Exactly as given, restate each record that follows.

Data extracted from a collection
·····
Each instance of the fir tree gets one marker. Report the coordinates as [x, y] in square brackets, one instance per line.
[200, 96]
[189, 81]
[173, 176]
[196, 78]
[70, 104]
·····
ANSWER BELOW:
Each instance of the fir tree gets one marker. Report the coordinates as [x, y] in square brackets, one instance per line.
[200, 96]
[189, 81]
[173, 176]
[196, 78]
[70, 104]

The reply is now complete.